◆ Dataset excerpts:

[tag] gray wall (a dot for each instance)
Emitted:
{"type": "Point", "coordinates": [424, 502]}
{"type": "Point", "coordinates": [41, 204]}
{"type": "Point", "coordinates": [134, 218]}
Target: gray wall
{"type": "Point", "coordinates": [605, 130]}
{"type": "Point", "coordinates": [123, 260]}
* * *
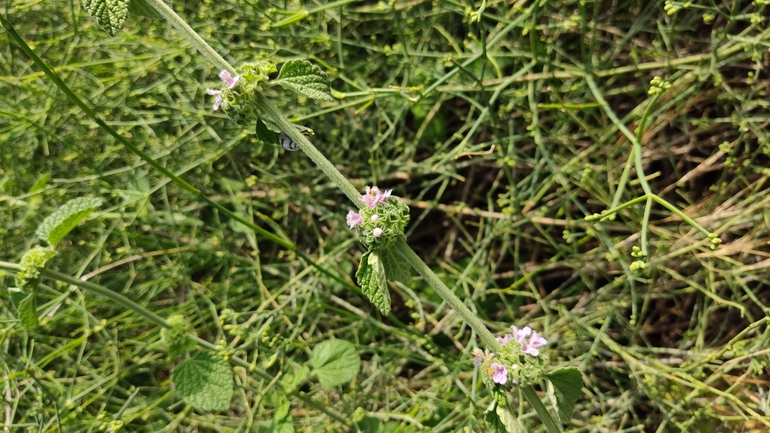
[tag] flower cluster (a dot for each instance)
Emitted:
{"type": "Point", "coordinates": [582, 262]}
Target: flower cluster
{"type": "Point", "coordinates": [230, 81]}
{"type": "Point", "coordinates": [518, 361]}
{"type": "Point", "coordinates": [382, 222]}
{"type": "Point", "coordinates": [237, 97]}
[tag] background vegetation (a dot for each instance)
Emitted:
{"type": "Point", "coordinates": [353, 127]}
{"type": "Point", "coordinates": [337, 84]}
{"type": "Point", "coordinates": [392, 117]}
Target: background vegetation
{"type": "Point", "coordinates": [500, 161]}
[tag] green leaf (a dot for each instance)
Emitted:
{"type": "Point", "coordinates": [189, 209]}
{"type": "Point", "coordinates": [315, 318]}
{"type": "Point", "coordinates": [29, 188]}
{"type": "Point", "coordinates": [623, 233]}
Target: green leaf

◆ Your goal: Please echo the entries in the part that opens with the line containing "[tag] background vegetation" and closes with the line containing "Target: background vegetation", both of those lines included.

◆ Answer to this task:
[tag] background vegetation (a dot for each instance)
Emitted:
{"type": "Point", "coordinates": [353, 127]}
{"type": "Point", "coordinates": [337, 84]}
{"type": "Point", "coordinates": [392, 117]}
Target: background vegetation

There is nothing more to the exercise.